Display each line from the items below that contains the string "beak", copied unchanged.

» RAW DATA:
★ ★ ★ ★

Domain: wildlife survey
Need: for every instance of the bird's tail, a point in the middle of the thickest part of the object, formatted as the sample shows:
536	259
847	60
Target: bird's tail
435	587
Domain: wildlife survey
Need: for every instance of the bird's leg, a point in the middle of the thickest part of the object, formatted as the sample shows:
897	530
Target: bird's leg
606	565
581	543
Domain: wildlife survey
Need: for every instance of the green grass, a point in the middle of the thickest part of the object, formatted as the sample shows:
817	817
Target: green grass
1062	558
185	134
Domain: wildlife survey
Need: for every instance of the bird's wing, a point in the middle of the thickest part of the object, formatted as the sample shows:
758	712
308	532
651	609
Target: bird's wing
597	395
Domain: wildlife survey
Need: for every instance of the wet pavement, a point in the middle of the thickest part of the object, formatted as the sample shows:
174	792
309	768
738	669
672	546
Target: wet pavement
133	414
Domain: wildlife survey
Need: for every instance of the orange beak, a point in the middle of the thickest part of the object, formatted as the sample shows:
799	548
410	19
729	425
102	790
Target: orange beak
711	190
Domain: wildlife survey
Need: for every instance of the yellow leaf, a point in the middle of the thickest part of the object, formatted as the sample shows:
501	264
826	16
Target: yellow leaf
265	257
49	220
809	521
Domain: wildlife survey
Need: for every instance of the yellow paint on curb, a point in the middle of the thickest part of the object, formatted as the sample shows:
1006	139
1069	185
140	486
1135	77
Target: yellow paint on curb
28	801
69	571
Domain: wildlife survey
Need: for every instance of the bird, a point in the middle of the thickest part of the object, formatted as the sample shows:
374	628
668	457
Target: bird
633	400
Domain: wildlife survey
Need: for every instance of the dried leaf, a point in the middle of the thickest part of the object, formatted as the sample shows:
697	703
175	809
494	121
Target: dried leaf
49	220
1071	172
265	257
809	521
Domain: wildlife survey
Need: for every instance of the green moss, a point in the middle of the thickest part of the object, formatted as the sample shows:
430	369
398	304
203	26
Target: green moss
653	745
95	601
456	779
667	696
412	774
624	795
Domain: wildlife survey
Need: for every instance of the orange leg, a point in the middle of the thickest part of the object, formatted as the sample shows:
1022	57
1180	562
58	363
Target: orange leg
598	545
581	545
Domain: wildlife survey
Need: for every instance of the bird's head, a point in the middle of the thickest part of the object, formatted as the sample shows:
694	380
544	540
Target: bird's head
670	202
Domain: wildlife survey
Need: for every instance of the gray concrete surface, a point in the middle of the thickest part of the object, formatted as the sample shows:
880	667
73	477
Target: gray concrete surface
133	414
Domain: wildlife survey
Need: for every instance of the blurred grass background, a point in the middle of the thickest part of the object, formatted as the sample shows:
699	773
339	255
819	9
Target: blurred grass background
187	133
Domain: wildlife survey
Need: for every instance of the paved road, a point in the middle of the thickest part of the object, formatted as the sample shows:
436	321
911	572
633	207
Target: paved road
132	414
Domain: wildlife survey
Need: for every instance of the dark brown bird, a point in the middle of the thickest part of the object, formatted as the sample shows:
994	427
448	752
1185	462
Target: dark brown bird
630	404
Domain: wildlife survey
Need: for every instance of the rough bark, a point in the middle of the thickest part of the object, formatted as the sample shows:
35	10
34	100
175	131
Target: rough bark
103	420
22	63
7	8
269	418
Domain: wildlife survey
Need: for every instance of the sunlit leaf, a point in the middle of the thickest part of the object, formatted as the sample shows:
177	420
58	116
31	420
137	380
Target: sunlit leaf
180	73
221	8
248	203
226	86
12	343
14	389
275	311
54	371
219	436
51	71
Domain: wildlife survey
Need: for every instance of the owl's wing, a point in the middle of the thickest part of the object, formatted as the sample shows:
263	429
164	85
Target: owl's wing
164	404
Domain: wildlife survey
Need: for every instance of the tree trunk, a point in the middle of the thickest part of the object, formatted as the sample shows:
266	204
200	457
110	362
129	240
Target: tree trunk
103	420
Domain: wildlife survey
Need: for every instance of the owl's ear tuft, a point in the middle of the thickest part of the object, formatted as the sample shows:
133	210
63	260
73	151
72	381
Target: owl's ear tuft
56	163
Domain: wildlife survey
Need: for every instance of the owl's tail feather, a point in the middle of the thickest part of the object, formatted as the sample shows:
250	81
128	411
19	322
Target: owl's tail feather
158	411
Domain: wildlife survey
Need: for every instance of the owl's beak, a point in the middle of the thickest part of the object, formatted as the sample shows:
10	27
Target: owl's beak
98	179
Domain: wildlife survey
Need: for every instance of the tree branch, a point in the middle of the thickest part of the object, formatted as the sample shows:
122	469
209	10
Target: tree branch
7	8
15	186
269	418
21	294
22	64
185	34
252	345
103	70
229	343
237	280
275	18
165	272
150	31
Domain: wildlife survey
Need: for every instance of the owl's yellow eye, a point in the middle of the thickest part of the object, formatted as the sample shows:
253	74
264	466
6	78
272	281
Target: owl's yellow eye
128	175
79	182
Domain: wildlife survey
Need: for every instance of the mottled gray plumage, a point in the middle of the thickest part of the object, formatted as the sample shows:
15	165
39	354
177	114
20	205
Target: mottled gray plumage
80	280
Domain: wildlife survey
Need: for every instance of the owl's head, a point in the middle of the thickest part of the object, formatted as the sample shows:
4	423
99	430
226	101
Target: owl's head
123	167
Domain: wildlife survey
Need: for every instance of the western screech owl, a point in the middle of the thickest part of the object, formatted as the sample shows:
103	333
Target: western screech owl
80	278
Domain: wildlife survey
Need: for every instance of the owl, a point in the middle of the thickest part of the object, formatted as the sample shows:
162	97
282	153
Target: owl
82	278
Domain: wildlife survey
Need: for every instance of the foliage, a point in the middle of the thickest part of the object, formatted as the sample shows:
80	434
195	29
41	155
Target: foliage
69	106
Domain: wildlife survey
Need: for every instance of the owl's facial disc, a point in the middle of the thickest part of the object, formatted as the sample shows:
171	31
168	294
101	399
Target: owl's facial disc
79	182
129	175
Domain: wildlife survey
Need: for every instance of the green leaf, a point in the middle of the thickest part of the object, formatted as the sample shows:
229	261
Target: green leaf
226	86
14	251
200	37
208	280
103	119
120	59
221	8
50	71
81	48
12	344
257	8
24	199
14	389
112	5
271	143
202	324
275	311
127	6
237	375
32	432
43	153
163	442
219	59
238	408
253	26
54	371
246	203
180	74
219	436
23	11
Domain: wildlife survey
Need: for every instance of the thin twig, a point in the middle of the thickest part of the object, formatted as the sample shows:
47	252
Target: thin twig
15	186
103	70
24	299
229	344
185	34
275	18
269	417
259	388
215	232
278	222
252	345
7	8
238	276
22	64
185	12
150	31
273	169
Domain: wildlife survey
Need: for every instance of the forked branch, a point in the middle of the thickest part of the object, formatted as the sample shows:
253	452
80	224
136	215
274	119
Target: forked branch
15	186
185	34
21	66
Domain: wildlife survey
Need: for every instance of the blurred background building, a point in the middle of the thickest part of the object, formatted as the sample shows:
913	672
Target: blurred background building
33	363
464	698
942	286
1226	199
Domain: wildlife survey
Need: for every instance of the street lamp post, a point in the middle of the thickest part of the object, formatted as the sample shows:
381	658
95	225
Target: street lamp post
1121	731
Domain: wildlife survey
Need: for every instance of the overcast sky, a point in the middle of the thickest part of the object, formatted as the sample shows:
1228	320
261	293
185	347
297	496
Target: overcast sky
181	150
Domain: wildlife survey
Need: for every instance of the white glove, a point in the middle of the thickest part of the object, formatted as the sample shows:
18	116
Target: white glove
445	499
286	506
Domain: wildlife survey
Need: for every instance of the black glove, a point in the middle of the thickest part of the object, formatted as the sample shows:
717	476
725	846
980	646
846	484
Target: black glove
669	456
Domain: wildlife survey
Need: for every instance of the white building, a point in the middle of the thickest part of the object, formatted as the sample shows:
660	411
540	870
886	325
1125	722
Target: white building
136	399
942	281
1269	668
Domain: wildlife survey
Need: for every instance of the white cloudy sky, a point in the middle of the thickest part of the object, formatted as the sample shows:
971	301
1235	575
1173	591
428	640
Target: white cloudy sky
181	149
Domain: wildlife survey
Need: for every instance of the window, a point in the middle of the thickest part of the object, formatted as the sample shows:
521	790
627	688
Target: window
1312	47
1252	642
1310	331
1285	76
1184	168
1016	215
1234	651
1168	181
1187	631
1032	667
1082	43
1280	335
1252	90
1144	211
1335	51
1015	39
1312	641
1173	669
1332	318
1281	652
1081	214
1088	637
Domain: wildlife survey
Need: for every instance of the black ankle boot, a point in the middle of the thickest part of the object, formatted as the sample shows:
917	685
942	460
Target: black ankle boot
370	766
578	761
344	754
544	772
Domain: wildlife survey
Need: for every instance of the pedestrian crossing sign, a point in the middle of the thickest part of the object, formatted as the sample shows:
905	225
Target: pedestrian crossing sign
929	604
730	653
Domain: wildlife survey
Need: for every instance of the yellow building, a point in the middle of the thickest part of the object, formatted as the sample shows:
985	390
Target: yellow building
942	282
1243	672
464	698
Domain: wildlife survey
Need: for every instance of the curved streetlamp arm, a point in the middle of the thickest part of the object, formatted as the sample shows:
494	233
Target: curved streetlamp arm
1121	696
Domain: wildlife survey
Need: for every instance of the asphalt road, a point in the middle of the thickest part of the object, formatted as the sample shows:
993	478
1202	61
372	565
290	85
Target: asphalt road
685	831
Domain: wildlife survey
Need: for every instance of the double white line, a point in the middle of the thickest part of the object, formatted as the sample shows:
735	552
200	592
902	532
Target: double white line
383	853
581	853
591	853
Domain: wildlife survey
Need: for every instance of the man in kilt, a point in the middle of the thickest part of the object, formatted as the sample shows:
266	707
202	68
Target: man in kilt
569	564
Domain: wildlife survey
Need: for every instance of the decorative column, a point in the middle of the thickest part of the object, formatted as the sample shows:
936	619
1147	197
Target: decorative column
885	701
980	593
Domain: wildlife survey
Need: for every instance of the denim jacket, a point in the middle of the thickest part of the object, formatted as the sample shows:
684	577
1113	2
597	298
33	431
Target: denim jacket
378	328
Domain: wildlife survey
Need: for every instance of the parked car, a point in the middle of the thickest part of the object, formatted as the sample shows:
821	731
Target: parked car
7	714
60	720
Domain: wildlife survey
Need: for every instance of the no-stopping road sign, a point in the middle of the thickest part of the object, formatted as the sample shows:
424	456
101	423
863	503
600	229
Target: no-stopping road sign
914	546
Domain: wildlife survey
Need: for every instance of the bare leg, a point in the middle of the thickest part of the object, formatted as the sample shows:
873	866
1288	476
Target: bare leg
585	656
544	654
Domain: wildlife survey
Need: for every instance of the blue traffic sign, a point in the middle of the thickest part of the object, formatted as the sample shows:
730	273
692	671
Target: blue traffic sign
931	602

★ ★ ★ ★

» CORRECT ANSWER:
Need: for every instance of the orange beak, a point in the middle of the thickest part of the object, formatted as the sample shows:
Target: orange beak
Need: for every instance of the owl's beak, a point in the middle of the thickest part of the object, formatted as the sample shows:
Target: owl's beak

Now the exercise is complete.